-- Source document start --
Jakarta. Artists are distinguished by their alternative perceptions of our modern world. Yet they are mostly ignored and maligned, considered outsiders of mainstream society. Recently in western countries, however, they are gaining appreciation for their abilities by being included in company discussions and think tanks — not to provide solutions, but because they ask important questions.
More vibrant communities can evolve when artist’s ideas become further integrated into the social and economic sectors.
To broaden the dialogue between art and its audiences, while creating opportunities to learn more about the workings of the artists mind, Cata Odata Art Space in Ubud, via its artist in residency program, presents “Bare Journal” Liar. The exhibition, which opened in June, showcases the results of the one-month residency program, which includes not only sketches, paintings, sculptures and installations, but highlights the diaries of the two participating artists and one accompanying art writer.
“After our first artist in residency program in 2014 the question that arose was how can we inspire deeper levels of connectivity between artists and the community?” says Ratna Odata, co-founder and creative director of Cata Odata, a new artist-run initiative which opened in May 2014.
“From there the first draft of ‘Bare Journal,’ which accesses the rarely exposed, behind-the-scenes world of the artist’s creative journey, was born.”
“The prerequisite is the participants must record their daily progress through writings or imagery into a personal journal. During the 30-day period of exhibition, however, the journal then becomes public domain, open to the community to read and also to write impressions, messages, or criticism. The residency participants are also encouraged to make regular journal postings on the social media platform, Facebook,” Ratna adds. Themed “Liar” (Wild) this years program features two self-taught artists, Imam Sucahyo from Surabaya, East Java, and Rat Heist, from Kuala Lumpar, Malaysia, along with art writer Mohamad Arifin, also from Surabaya.
For Heist, the concept of “wild” is coherent with his lifestyle as a street artist in Kuala Lumpar, were he often performs graffiti and illegal acts of creative vandalism.
“I enjoyed that the focus was not upon the finished artworks, but the journal instead,” Heist says. “This is an unconventional and fresh concept that will encourage prospects for artist to engage better with their environment, beyond the usual interaction with the audience that occurs during an exhibition and at the opening.”
During the residency Heist created an inspiring series of marine animal sculptures from clay, cement, and found objects. He also exhibited paintings on canvas and timber palings, as well as graffiti upon the art space walls. Illustrations of animals, personal archetypal symbols of knowledge and wisdom, feature alongside his journal offerings.
-- Source document end --
◆ **Challenge 1**
Please convert the stretch of records from the first one through the line containing "<point>629,253</point>" into a Markdown table with the columns Row and Line, skipping any blank lines.
The article and the records come from unrelated sources.
-- Information given start --
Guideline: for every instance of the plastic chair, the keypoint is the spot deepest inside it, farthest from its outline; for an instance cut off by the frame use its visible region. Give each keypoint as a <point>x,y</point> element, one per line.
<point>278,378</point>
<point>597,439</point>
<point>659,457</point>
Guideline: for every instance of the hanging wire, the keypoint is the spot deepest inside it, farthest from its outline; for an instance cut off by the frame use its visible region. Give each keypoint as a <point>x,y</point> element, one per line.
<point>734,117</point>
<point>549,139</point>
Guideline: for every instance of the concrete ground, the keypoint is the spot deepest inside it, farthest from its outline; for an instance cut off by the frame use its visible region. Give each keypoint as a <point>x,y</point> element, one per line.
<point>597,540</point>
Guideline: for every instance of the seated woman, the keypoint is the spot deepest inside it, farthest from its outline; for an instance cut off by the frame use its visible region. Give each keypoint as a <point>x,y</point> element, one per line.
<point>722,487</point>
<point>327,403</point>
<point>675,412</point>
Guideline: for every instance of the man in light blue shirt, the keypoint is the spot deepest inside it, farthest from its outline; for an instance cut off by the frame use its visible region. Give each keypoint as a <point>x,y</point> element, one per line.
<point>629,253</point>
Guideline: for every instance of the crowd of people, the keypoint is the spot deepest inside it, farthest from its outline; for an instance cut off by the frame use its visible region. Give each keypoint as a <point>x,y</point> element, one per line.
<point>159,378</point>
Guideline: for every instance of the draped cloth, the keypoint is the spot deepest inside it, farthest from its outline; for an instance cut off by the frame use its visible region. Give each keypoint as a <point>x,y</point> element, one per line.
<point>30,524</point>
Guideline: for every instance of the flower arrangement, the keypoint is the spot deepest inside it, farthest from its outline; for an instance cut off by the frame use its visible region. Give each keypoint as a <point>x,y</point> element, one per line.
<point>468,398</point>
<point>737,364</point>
-- Information given end --
◆ **Challenge 2**
According to the article on the Bare Journal residency, are these statements correct? (a) Cata Odata opened in May 2014. (b) The residency program lasts two months. (c) Rat Heist comes from Surabaya. Answer each with yes or no, quoting the deciding words.

◆ **Exercise solution 1**
| Row | Line |
|---|---|
| 1 | Guideline: for every instance of the plastic chair, the keypoint is the spot deepest inside it, farthest from its outline; for an instance cut off by the frame use its visible region. Give each keypoint as a <point>x,y</point> element, one per line. |
| 2 | <point>278,378</point> |
| 3 | <point>597,439</point> |
| 4 | <point>659,457</point> |
| 5 | Guideline: for every instance of the hanging wire, the keypoint is the spot deepest inside it, farthest from its outline; for an instance cut off by the frame use its visible region. Give each keypoint as a <point>x,y</point> element, one per line. |
| 6 | <point>734,117</point> |
| 7 | <point>549,139</point> |
| 8 | Guideline: for every instance of the concrete ground, the keypoint is the spot deepest inside it, farthest from its outline; for an instance cut off by the frame use its visible region. Give each keypoint as a <point>x,y</point> element, one per line. |
| 9 | <point>597,540</point> |
| 10 | Guideline: for every instance of the seated woman, the keypoint is the spot deepest inside it, farthest from its outline; for an instance cut off by the frame use its visible region. Give each keypoint as a <point>x,y</point> element, one per line. |
| 11 | <point>722,487</point> |
| 12 | <point>327,403</point> |
| 13 | <point>675,412</point> |
| 14 | Guideline: for every instance of the man in light blue shirt, the keypoint is the spot deepest inside it, farthest from its outline; for an instance cut off by the frame use its visible region. Give each keypoint as a <point>x,y</point> element, one per line. |
| 15 | <point>629,253</point> |

◆ **Exercise solution 2**
(a) Yes: "a new artist-run initiative which opened in May 2014"
(b) No: "the results of the one-month residency program"
(c) No: "Rat Heist, from Kuala Lumpar, Malaysia"